* **Stated goal**
Write out again the lines from the one containing "Expected output: for each instance of the stone" through the final line, requests included, scaling every point coordinate in the answers by 0.95 and rounding each result to the nearest whole number, with halves rounded up.
[Start of Records to process]
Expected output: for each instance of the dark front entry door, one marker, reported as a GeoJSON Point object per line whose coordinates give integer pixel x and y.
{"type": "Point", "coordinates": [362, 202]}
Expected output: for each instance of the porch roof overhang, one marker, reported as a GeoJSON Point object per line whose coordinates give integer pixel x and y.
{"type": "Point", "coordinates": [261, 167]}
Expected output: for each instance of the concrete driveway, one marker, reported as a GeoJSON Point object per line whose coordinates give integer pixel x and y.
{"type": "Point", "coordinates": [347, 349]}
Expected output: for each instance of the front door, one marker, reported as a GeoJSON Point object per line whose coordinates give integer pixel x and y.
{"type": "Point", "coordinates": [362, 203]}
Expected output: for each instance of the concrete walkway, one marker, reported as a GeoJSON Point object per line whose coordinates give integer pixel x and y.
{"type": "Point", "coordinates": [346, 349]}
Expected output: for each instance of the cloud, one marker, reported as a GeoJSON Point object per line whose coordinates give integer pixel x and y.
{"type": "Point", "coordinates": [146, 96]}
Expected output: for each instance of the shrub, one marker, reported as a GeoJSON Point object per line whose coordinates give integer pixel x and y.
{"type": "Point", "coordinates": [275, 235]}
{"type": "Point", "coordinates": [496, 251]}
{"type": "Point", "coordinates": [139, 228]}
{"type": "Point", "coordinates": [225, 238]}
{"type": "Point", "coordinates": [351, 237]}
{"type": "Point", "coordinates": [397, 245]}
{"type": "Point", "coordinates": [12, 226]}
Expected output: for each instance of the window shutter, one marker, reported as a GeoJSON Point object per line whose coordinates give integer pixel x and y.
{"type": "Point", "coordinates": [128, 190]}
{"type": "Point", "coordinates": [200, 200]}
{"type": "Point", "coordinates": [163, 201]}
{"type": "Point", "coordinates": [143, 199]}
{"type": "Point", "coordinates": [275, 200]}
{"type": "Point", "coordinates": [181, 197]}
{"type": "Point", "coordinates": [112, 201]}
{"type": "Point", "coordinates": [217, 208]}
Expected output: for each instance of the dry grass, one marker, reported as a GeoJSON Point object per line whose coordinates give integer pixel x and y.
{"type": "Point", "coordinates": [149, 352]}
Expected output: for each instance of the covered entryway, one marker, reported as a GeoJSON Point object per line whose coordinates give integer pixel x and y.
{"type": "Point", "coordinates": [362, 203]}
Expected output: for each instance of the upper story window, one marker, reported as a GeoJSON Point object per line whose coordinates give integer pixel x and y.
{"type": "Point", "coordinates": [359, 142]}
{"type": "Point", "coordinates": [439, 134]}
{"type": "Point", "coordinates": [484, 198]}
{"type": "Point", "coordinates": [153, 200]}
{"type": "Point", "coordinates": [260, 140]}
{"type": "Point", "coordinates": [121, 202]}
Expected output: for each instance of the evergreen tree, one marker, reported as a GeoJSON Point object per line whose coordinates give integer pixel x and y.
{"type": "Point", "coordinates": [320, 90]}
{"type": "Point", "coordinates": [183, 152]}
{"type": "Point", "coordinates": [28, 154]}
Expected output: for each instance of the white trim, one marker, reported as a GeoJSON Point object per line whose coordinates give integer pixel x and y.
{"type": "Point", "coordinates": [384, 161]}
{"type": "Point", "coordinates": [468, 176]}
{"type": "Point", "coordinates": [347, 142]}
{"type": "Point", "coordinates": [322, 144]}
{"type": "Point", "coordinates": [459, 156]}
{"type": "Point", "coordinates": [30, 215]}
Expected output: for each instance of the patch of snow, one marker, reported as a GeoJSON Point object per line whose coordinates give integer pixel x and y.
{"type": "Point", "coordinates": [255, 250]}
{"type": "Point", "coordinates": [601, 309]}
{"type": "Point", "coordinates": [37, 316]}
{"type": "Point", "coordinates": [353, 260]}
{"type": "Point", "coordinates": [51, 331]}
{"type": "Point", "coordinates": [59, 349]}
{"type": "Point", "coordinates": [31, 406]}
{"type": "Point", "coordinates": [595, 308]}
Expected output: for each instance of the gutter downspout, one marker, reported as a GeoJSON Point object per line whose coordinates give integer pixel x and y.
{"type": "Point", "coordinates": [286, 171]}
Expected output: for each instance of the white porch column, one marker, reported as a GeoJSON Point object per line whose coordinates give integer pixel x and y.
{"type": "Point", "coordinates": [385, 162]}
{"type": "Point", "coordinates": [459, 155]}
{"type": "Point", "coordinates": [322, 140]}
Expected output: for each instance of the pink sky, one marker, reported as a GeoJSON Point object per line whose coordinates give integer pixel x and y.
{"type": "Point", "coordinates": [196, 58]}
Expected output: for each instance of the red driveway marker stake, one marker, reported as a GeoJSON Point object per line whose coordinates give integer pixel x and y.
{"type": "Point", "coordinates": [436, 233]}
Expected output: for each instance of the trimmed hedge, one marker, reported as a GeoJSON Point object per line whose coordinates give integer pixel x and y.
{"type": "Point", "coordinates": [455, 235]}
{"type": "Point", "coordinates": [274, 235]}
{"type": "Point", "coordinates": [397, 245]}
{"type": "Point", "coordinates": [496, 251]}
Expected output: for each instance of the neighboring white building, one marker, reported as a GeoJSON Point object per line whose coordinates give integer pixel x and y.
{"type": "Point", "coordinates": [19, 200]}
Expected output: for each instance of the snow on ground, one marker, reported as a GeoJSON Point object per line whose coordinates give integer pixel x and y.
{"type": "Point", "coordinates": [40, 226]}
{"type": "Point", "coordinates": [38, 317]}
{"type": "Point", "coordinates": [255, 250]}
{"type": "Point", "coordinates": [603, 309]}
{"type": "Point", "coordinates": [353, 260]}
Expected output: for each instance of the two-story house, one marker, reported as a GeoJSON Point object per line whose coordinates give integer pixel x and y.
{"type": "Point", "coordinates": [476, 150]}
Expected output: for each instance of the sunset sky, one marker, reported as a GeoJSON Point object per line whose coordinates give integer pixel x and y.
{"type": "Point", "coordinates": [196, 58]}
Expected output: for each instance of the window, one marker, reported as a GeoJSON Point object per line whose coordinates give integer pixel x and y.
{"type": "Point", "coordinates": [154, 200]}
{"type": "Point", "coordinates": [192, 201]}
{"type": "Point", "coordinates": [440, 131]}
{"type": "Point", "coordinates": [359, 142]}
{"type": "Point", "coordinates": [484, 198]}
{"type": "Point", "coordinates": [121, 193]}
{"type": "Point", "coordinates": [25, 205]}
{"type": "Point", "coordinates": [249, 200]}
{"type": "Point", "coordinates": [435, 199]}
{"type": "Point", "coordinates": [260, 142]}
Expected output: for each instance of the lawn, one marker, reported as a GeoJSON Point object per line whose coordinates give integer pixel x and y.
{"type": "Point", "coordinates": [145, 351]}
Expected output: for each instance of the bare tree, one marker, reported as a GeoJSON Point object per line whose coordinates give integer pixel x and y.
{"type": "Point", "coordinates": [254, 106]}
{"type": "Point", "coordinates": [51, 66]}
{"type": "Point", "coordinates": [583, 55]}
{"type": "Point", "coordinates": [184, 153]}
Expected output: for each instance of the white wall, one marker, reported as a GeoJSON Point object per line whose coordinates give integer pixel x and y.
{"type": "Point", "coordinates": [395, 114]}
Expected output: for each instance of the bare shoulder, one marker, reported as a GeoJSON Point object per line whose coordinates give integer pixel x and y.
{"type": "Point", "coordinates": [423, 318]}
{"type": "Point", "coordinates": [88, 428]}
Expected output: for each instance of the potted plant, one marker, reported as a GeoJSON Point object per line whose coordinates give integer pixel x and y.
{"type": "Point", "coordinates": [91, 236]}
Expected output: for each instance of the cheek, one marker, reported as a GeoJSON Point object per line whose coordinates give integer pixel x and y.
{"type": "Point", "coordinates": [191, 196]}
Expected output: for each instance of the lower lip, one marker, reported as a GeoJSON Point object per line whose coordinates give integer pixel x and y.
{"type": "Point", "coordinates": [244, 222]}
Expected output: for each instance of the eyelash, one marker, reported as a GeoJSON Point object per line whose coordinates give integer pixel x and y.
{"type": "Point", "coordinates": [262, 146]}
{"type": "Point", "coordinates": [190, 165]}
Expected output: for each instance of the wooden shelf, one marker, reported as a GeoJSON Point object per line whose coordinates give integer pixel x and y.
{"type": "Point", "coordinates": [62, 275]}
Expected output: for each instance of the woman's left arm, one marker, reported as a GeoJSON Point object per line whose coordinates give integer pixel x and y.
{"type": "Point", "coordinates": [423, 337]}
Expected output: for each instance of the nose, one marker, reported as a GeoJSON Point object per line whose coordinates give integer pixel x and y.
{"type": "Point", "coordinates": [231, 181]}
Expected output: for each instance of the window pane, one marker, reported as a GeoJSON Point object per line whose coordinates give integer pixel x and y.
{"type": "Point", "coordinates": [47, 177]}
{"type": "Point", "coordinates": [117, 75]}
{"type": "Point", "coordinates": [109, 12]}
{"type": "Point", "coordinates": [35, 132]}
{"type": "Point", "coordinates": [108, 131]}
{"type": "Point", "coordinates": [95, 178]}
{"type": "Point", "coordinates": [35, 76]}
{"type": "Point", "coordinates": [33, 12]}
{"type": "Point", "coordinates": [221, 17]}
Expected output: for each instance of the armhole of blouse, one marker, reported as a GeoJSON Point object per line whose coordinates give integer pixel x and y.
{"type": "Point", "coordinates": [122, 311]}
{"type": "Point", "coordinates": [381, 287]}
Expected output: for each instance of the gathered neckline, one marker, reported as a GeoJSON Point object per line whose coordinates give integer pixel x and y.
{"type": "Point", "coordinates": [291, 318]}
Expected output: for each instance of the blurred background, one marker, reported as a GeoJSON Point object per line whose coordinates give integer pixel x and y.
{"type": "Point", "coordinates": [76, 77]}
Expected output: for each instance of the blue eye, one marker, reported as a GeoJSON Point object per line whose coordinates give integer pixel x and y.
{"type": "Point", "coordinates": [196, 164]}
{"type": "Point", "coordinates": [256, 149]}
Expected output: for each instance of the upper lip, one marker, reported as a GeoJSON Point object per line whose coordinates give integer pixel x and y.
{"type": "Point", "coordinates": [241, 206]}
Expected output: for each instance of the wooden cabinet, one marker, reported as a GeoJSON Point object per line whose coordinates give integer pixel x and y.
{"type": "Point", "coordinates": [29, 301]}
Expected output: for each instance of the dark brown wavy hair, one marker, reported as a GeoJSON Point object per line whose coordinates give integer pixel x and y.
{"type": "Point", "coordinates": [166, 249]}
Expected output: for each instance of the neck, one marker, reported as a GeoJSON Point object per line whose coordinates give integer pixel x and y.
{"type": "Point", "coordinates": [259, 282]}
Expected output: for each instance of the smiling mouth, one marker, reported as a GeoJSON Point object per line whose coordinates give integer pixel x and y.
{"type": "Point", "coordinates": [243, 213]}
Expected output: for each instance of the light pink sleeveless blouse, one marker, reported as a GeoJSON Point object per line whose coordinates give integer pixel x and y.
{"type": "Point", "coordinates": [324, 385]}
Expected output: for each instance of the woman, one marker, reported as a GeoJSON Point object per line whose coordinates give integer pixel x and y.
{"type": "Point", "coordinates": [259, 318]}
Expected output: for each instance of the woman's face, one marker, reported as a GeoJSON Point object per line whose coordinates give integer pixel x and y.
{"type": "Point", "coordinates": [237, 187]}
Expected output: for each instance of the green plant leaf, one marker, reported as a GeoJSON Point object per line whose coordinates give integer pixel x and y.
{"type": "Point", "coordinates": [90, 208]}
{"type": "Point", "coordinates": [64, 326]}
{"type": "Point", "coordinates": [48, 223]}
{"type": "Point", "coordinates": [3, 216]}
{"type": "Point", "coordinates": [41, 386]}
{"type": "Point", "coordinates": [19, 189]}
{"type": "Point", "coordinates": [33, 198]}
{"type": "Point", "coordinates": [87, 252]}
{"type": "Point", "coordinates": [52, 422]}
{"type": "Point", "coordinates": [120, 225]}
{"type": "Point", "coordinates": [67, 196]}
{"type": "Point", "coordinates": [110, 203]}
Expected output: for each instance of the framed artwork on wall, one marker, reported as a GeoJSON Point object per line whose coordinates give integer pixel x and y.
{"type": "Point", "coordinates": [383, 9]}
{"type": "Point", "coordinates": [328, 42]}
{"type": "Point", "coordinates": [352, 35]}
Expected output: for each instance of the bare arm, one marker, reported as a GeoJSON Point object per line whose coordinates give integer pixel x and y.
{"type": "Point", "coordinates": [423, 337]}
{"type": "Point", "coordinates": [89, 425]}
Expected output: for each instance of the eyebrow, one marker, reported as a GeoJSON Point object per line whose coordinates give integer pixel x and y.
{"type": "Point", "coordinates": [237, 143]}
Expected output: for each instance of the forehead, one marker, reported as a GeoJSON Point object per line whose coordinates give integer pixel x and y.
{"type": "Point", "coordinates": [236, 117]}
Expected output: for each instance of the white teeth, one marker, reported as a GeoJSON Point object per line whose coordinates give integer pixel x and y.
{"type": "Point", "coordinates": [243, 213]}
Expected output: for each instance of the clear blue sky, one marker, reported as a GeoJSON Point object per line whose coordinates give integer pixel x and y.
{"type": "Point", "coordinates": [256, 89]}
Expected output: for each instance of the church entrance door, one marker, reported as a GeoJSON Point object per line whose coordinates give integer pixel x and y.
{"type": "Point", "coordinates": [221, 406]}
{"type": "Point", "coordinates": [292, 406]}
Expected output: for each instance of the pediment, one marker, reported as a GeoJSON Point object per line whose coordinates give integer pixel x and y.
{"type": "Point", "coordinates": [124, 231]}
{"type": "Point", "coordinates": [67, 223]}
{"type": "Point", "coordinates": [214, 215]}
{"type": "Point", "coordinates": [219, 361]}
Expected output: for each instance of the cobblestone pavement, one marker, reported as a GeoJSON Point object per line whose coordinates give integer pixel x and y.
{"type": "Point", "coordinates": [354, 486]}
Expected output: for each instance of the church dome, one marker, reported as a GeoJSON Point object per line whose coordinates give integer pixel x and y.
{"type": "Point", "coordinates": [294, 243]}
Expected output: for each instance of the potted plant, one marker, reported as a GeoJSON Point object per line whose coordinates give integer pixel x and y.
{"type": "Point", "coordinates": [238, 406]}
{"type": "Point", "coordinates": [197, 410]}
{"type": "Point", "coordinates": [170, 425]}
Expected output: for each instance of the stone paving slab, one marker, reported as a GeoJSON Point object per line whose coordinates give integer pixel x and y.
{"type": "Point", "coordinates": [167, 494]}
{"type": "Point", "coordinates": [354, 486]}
[End of Records to process]
* **Solution for this problem**
Expected output: for each instance of the stone paving slab, one marker, reported as a GeoJSON Point object per line whose coordinates give integer pixel x and y.
{"type": "Point", "coordinates": [159, 469]}
{"type": "Point", "coordinates": [336, 462]}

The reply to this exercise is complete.